▶ **SOURCE MATERIAL**
------------------------------------------------------------------------

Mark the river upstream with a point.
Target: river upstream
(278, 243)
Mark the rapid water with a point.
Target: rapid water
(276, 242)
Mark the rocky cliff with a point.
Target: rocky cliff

------------------------------------------------------------------------

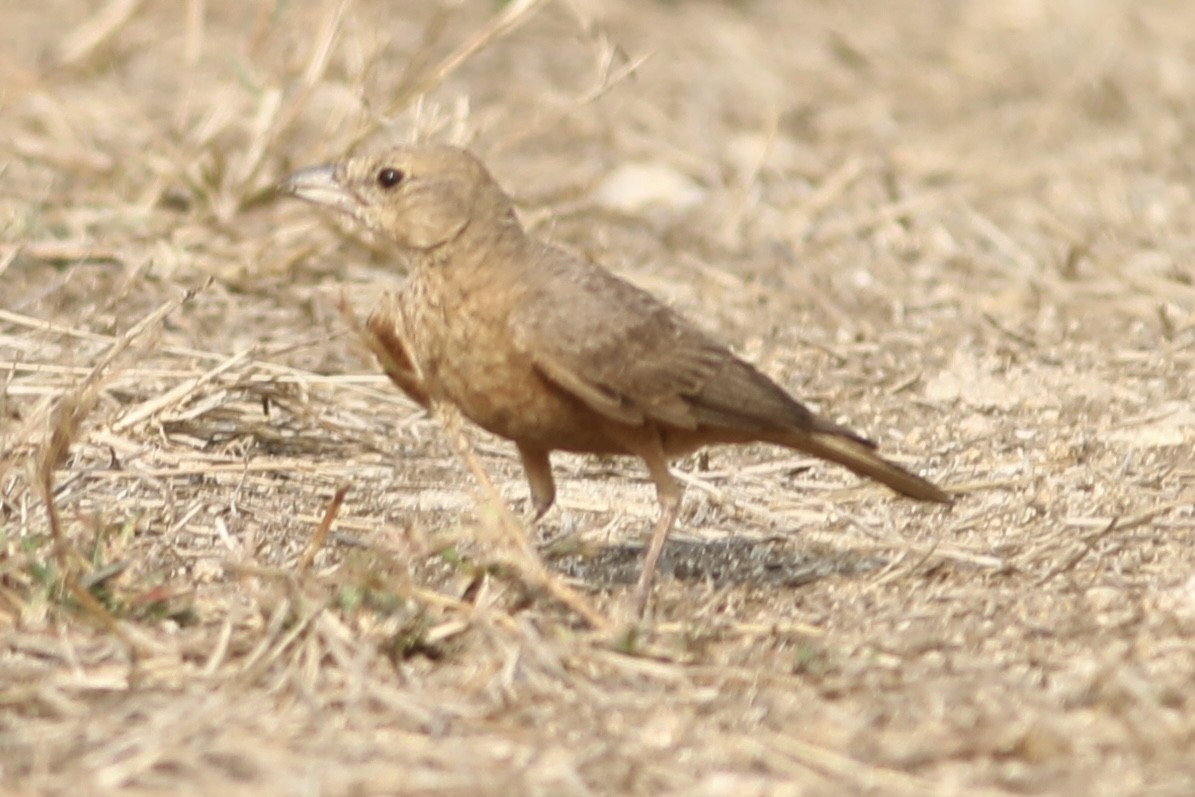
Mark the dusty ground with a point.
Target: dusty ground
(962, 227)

------------------------------------------------------------------------

▶ **EXERCISE BRIEF**
The required answer is each line of the data in which the word "cliff" appears.

▶ **EXERCISE RESULT**
Mark the rocky cliff with a point.
Target: rocky cliff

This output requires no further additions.